Excerpt to read>
Want to output a Pandas groupby dataframe to CSV. Tried various StackOverflow solutions but they have not worked.
Python 3.6.1, Pandas 0.20.1
groupby result looks like:
id month year count
week
0 9066 82 32142 895
1 7679 84 30112 749
2 8368 126 42187 872
3 11038 102 34165 976
4 8815 117 34122 767
5 10979 163 50225 1252
6 8726 142 38159 996
7 5568 63 26143 582
Want a csv that looks like
week count
0 895
1 749
2 872
3 976
4 767
5 1252
6 996
7 582
Current code:
week_grouped = df.groupby('week')
week_grouped.sum() #At this point you have the groupby result
week_grouped.to_csv('week_grouped.csv') #Can't do this - .to_csv is not a df function.
Read SO solutions:
output groupby to csv file pandas
week_grouped.drop_duplicates().to_csv('week_grouped.csv')
Result: AttributeError: Cannot access callable attribute 'drop_duplicates' of 'DataFrameGroupBy' objects, try using the 'apply' method
Python pandas - writing groupby output to file
week_grouped.reset_index().to_csv('week_grouped.csv')
Result: AttributeError: "Cannot access callable attribute 'reset_index' of 'DataFrameGroupBy' objects, try using the 'apply' method"
Try doing this:
week_grouped = df.groupby('week')
week_grouped.sum().reset_index().to_csv('week_grouped.csv')
That'll write the entire dataframe to the file. If you only want those two columns then,
week_grouped = df.groupby('week')

Tasks to perform>
a: For the thread on saving pandas groupby output to CSV, tell whether each statement agrees with it. Give yes or no and quote the deciding words from the thread. (i) The asker runs Pandas 0.20.1. (ii) Calling drop_duplicates on the grouped object wrote the CSV without trouble. (iii) The suggested fix writes only the week and count columns to the file.
b: In the thread on saving pandas groupby output to CSV, which version of Python is the asker using?
c: Extend the thread on saving pandas groupby output to CSV, starting right after its last line.

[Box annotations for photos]
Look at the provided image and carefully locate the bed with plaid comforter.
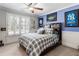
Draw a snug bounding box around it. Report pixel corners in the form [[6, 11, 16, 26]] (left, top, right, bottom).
[[19, 33, 58, 56]]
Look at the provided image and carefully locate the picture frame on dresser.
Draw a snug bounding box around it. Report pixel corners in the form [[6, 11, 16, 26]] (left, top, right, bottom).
[[38, 18, 43, 27], [65, 9, 79, 27]]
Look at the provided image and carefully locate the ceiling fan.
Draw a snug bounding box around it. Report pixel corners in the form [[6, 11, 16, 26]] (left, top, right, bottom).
[[24, 3, 43, 13]]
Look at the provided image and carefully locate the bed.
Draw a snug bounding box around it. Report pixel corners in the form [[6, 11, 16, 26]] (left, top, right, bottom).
[[19, 23, 61, 56]]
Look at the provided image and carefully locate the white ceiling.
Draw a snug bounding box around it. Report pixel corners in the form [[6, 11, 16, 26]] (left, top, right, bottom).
[[0, 3, 75, 15]]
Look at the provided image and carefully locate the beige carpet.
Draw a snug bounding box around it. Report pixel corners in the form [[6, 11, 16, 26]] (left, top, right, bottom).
[[0, 43, 79, 56]]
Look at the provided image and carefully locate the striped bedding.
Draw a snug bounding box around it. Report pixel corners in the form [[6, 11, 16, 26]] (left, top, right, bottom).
[[19, 33, 58, 56]]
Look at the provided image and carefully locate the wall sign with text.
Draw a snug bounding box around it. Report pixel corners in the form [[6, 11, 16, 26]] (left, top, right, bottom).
[[65, 10, 79, 27]]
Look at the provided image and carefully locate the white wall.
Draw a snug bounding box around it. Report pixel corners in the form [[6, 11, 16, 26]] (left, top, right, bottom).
[[62, 31, 79, 49], [0, 7, 37, 44]]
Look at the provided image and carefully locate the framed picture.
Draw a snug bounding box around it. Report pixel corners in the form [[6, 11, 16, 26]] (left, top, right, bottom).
[[47, 12, 57, 21], [38, 18, 43, 27], [65, 10, 79, 27]]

Answers>
a:
(i) Yes: "Python 3.6.1, Pandas 0.20.1"
(ii) No: "Result: AttributeError: Cannot access callable attribute 'drop_duplicates' of 'DataFrameGroupBy' objects, try using the 'apply' method"
(iii) No: "That'll write the entire dataframe to the file."

b: Python 3.6.1.

c:
week_grouped.sum().reset_index()[['week', 'count']].to_csv('week_grouped.csv')
Here's a line by line explanation of the original code:
# This creates a "groupby" object (not a dataframe object)
# and you store it in the week_grouped variable.
week_grouped = df.groupby('week')
# This instructs pandas to sum up all the numeric type columns in each
# group. This returns a dataframe where each row is the sum of the
# group's numeric columns. You're not storing this dataframe in your
# example.
week_grouped.sum()
# Here you're calling the to_csv method on a groupby object... but
# that object type doesn't have that method. Dataframes have that method.
# So we should store the previous line's result (a dataframe) into a variable
# and then call its to_csv method.
week_grouped.to_csv('week_grouped.csv')
# Like this:
summed_weeks = week_grouped.sum()
summed_weeks.to_csv('...')
# Or with less typing simply
week_grouped.sum().to_csv('...')